_PASSAGE PROVIDED:_
-- Opening Marker --

Judge scraps 75-year FDA timeline to release Pfizer vaccine safety data, giving agency eight months

The Food and Drug Administration won't have 75 years to release thousands of pages of documents it relied on to license its COVID-19 vaccine. Instead, the federal agency will have just over eight months to do so, per a federal judge's ruling.

The timeline ordered Thursday by U.S. District Judge Mark Pittman radically shortens the timeline under which the FDA has to produce troves of documents. The order stems from a Freedom of Information Act document lawsuit by a coalition of doctors and scientists with the nonprofit Public Health and Medical Professionals for Transparency. The group seeks an estimated 450,000 pages of material about the vaccine-creation process during the COVID-19 pandemic, which came into full force in the United States in March 2020.

-- Closing Marker --

_ASSIGNMENT 1:_ List every organization named in the article on the FDA vaccine document ruling.
_ASSIGNMENT 2:_ Write the next part of the article on the judge's order to release the FDA's COVID-19 vaccine documents, starting after its final sentence.

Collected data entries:
-- Opening Marker --

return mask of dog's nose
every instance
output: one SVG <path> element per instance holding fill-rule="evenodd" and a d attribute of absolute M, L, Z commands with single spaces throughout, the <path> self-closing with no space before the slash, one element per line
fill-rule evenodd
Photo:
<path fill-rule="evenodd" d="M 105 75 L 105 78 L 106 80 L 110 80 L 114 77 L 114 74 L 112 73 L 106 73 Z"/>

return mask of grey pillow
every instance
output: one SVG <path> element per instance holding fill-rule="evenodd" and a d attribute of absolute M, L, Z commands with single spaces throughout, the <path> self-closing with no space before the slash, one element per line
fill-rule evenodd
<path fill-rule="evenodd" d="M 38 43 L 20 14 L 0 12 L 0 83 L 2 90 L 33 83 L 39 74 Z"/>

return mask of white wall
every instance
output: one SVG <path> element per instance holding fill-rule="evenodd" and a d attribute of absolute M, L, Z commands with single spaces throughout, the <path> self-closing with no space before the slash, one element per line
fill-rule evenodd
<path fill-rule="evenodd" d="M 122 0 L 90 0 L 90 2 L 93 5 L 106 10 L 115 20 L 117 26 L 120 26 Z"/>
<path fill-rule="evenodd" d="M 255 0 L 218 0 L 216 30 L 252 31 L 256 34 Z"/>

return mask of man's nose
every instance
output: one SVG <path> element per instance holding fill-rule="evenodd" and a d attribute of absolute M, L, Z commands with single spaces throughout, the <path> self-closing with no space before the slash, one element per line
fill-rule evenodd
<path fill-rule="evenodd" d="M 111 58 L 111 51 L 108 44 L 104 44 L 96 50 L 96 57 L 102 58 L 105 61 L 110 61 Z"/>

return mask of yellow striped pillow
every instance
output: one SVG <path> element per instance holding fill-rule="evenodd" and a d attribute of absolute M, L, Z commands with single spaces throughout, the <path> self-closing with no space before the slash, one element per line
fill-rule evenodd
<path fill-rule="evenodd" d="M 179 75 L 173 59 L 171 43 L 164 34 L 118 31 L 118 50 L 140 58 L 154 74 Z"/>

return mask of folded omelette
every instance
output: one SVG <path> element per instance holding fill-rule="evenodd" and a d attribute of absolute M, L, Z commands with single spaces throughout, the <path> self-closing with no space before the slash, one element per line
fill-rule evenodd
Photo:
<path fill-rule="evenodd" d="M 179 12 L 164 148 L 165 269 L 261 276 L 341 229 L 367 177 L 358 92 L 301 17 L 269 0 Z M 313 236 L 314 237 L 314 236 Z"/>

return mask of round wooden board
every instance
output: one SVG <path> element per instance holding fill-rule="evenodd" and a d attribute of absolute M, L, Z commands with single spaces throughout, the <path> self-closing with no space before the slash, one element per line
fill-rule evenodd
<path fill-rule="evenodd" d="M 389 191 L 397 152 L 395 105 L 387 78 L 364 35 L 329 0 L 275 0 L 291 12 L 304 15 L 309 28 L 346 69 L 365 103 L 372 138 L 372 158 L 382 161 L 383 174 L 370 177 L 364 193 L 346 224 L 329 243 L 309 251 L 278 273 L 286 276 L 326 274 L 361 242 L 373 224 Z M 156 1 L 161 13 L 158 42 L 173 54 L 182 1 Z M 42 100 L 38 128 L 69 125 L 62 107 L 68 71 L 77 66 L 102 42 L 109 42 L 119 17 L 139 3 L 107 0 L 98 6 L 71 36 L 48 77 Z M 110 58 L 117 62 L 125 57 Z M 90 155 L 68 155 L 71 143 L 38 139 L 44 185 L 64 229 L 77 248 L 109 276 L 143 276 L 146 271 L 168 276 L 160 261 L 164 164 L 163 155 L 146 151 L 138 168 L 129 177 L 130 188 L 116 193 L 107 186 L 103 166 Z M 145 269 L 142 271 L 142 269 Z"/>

-- Closing Marker --

_EXERCISE RESPONSE 1:_
Food and Drug Administration (FDA)
Pfizer
Public Health and Medical Professionals for Transparency

_EXERCISE RESPONSE 2:_
Rather than producing 500 pages a month, the FDA's proposed timeline, Pittman ordered the agency to turn over 55,000 a month. That means all the Pfizer vaccine data should be public by the end of September rather than the year 2097, the deadline that the FDA wanted.

“Here, the court recognizes the ‘unduly burdensome’ challenges that this [Freedom of Information Act] request may present to the FDA," the court ruling noted. "But, as expressed at the scheduling conference, there may not be a ‘more important issue at the Food and Drug Administration … than the pandemic, the Pfizer vaccine, getting every American vaccinated, [and] making sure that the American public is assured that this was not rush[ed] on behalf of the United States."